ОТРЫВОК ИЗ ИСТОЧНИКА

К этому моменту Альваренга, передвигаясь со средней скоростью 1 миля в час, проплыл уже 5000 миль — расстояние от Рио-де-Жанейро до Парижа. Если бы рядом с лодкой полз ребенок, он бы давно оставил сальвадорца позади. Исследователи из поисково-спасательного отдела службы Береговой охраны США и эксперты Университета Гавайев реконструировали маршрут дрейфа Альваренги при помощи модели его лодки, симуляции океанских течений и известной скорости ветра. В течение первых восьми месяцев он, скорее всего, придерживался западного направления с небольшими отклонениями, но в июле 2013 года его движение стало хаотичным. Лодка плыла то на север, то на восток, то на запад, то на юг. Альваренга двигался зигзагами в разных направлениях, как будто шел по маршруту, проложенному ребенком, нарисовавшим на карте ломаную линию, по очертаниям похожую на звезду. Просто рыбак попал в большой круговой поток, известный под названием «океанский вихрь». К счастью, вокруг был живописный ландшафт, изобилующий морскими животными и предлагающий новые источники пищи.

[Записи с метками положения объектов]
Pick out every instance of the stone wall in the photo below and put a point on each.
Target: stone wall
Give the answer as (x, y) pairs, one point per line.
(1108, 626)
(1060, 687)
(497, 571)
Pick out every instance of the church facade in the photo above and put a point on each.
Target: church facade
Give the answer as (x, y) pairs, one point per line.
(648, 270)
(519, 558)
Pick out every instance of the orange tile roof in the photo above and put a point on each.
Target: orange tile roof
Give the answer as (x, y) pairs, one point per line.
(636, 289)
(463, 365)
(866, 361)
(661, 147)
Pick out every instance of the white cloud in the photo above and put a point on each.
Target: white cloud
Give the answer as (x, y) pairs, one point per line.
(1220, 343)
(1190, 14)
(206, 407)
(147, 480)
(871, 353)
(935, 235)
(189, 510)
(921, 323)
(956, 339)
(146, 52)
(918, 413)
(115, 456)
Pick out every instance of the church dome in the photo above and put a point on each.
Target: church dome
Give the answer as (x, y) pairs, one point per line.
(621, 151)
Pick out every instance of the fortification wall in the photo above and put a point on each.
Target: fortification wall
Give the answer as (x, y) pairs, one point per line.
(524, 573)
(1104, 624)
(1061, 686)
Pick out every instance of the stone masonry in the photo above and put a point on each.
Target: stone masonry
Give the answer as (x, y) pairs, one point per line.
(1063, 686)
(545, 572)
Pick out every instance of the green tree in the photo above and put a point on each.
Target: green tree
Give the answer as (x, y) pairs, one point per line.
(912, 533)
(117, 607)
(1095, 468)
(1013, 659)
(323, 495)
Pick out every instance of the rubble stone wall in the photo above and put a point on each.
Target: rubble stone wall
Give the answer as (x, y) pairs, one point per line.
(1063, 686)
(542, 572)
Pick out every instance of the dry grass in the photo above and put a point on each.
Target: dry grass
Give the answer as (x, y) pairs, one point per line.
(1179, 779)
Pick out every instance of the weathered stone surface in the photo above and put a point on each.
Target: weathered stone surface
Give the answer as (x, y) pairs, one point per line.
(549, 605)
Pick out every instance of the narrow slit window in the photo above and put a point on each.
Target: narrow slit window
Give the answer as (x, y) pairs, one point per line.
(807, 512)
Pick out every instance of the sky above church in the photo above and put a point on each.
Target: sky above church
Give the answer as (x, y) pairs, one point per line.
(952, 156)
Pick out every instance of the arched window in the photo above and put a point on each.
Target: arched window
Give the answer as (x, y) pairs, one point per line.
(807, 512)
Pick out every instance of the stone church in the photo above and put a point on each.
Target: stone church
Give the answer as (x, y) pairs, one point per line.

ТЕКСТ ЗАДАНИЯ
Продолжите отрывок о дрейфе лодки Альваренги, начав сразу после его последнего предложения.

ПИСЬМЕННЫЙ ОТВЕТ
«Одно из правил, которого придерживаются коммерческие рыболовецкие суда, выходящие на лов в открытый океан, — они следуют по ходу движения океанского вихря. Рыбаки не гадают, где будет рыба, а отмечают места на карте, где она скоро окажется, — говорит рыболов-спортсмен Джоди Брайт. — Если вы посмотрите на карту дрейфа, практически совпадающую с картой течений, то увидите на ней множество вихрей и тому подобных явлений. Именно здесь рыба собирается в большом количестве. Дело в том, что в этих воронках и водоворотах концентрируются самые разнообразные организмы. Так что одни находят других. Коммерческие суда отслеживают их перемещения при помощи спутников и современных технологий. Они видят, где будет формироваться океанский вихрь, и иногда приходят на место быстрее рыбы. Получается, они оказываются в нужном месте в нужное время. В этом вся суть коммерческого рыболовства сегодня».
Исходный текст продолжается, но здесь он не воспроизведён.